Architecture Overview¶

jax2onnx is a library for converting JAX functions and Flax modules to the ONNX format. It enables deployment of JAX-based models to any runtime that supports ONNX, such as ONNX Runtime, TensorRT, or CoreML.

The library is designed around two core principles:

Plugin-based extensibility: All operator-specific logic lives in plugins. The core converter knows nothing about specific operations like convolutions or attention—it only orchestrates the conversion process.
Minimal core, maximal flexibility: The converter is a thin, generic engine that traces JAX programs and delegates lowering to plugins, keeping the architecture clean and maintainable.

Big idea¶

The converter is a tiny, generic JAXPR → IR engine. It knows nothing about NNX, Conv, Pool, or any specific op. Its only job is:

Discover plugins (inversion of control),
Activate whatever they declare (monkey-patching to produce crisp primitives),
Trace your function to a ClosedJaxpr,
Lower each equation by handing it to a plugin that claimed that primitive,
Assemble an IR graph,
Optimize the IR graph with a small, safe, plugin-agnostic pass,
Finalize a valid ONNX model (stamp shapes/dtypes, prune, serialize).

Everything op-specific — layouts, padding math, attribute shapes, NHWC↔NCHW, etc. — stays in plugins.

Plugin System Guide – detailed guide on writing plugins.
ONNX IR Builder Guide – canonical builder guardrails and examples.
Expect Graph Reference – structural test patterns for expect_graph.
Subgraph Input Handling – control-flow body wiring (If/Loop/Scan).
Supported Components – autogenerated support matrices for primitives/examples.
Past Versions – changelog snapshots for each jax2onnx release.

Roles & responsibilities¶

Core (plugin-agnostic)¶

Plugin discovery. Recursively import the plugins directory (pattern: plugins/*). Plugins self-register into a registry keyed by primitive name (string). The core never sees concrete classes like nnx.Conv.
Activation window. Core enters a context that applies whatever patches plugins declare. This context wraps tracing so patched high-level calls (e.g., nnx.Conv.__call__) emit the right primitive names. No allowlists; no special-cases.

────────────────────

■ CHALLENGES
**1)** Answer these questions from the jax2onnx architecture overview:
(a) Which runtimes are named as examples that support ONNX?
(b) What does the converter trace your function to?
(c) During plugin discovery, what is the registry keyed by?
**2)** Carry on writing the jax2onnx architecture overview from the point where it stops.

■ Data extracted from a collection
────────────────────

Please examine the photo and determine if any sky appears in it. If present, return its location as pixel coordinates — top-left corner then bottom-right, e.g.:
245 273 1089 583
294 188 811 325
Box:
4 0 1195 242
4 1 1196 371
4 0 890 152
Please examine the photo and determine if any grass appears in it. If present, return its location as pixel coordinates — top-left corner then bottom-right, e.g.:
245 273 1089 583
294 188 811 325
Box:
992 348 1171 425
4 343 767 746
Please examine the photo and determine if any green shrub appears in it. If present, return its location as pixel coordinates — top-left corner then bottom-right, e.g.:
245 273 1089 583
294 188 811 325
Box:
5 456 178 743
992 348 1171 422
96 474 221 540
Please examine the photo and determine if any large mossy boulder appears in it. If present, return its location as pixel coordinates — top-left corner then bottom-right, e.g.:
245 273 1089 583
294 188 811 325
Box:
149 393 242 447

────────────────────

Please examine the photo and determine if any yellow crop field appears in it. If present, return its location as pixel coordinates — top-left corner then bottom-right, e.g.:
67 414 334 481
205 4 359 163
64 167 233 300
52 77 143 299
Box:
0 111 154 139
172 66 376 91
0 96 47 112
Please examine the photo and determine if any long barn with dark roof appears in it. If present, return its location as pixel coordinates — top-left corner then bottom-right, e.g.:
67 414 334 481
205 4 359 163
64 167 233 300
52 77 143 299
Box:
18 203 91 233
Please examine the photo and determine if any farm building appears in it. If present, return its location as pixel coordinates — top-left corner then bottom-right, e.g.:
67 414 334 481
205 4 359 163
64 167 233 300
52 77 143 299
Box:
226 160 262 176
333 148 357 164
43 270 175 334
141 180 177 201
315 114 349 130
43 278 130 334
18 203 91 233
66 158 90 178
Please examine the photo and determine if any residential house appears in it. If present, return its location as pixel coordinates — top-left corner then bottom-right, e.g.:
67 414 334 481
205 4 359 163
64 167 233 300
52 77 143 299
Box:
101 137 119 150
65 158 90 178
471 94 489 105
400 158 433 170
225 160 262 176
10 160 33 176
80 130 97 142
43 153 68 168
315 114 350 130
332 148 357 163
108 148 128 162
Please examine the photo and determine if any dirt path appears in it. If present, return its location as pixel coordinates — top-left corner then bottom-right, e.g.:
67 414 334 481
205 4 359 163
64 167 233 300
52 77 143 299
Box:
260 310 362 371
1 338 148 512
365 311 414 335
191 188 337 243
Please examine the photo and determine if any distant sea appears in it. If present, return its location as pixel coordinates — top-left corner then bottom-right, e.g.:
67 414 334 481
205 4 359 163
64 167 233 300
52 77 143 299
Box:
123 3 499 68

────────────────────

■ RESULTS
**1)**
(a) ONNX Runtime, TensorRT, and CoreML.
(b) A ClosedJaxpr.
(c) The primitive name, as a string.

**2)**
Tracing. make_jaxpr(fn)(*shape_specs) yields a ClosedJaxpr: (constvars, invars, eqns, outvars).
IR assembly. Walk equations in order; for each equation:
Look up PLUGIN_REGISTRY[eqn.primitive.name].
Give it the equation and a lowering context; it emits IR nodes/values.
Assert that every eqn.outvars[i] is bound to an IR value before moving on (generic guardrail).
Converters/plugins emit new ops through ctx.builder so constants and _outputs stay consistent across ONNX IR variants (see ONNX IR Builder Guide).
IR optimization (safe, structure-only). Run small, local rewrites that don’t encode op semantics, e.g. folding redundant layout ping-pongs (see below).
Finalize. Add model inputs/outputs, stamp symbolic dim labels (e.g. "B"), prune dead nodes/initializers, serialize ModelProto.

Plugin (op-specific)¶

Each plugin describes one primitive (or one high-level function). It has three standard pieces:

Binding specs (monkey-patching). “When a user calls X, bind primitive named P.” Example: patch flax.nnx.Conv.__call__ so the traced program contains primitive.name == "nnx.conv". If NNX exposes multiple symbols, the plugin lists them all. The core just applies what’s declared.
Abstract eval (shape/dtype). Given JAX abstract values (ShapedArray), return the result’s abstract value (or tuple). No real compute; just shape math (use lax.* if helpful). This is used by JAX during tracing.
Lowering (IR emission). Given a LoweringContext and the equation:
Pull IR inputs via ctx.get_value_for_var(eqn.invars[i]).
Create IR nodes (Conv, Transpose, Reshape, …).
Produce IR outputs and bind them to eqn.outvars[i] via ctx.bind_value_for_var(...).
Return nothing (binding suffices) or return the produced values (the core will bind any unbound outvars generically).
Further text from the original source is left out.